▶ **Problem statement**
Whenever a line in the material below includes "Scan", copy that line.

▶ **Records provided**

*** Block opens ***

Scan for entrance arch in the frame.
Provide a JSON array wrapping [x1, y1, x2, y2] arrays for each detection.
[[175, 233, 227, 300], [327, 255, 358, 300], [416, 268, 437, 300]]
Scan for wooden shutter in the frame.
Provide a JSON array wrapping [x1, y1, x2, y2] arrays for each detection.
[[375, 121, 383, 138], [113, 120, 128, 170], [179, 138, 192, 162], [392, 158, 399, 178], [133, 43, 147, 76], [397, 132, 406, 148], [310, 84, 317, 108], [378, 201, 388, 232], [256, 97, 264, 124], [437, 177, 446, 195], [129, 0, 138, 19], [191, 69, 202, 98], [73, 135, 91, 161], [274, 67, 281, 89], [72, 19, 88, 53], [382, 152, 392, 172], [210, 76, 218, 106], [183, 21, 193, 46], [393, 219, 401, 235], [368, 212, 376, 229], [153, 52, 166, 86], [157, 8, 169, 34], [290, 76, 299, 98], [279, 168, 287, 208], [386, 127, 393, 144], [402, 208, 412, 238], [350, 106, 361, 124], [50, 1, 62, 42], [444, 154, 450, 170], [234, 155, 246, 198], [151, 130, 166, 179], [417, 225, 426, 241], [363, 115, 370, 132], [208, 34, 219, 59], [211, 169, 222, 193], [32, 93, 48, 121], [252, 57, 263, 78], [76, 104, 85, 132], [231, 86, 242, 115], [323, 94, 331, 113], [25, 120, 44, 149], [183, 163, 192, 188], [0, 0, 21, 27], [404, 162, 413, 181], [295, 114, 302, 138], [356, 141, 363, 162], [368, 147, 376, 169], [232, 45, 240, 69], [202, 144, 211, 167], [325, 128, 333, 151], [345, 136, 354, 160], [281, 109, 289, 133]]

*** Block closes ***
*** Block opens ***

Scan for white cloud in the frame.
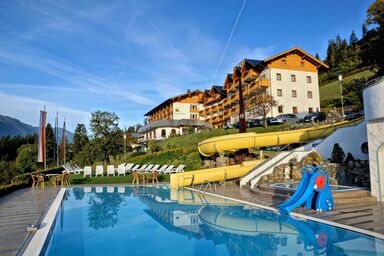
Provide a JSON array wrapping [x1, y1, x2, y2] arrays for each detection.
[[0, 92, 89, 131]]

*** Block closes ***

▶ **Problem solution**
Scan for entrance arch in the frame.
Scan for wooden shutter in the frame.
Scan for white cloud in the frame.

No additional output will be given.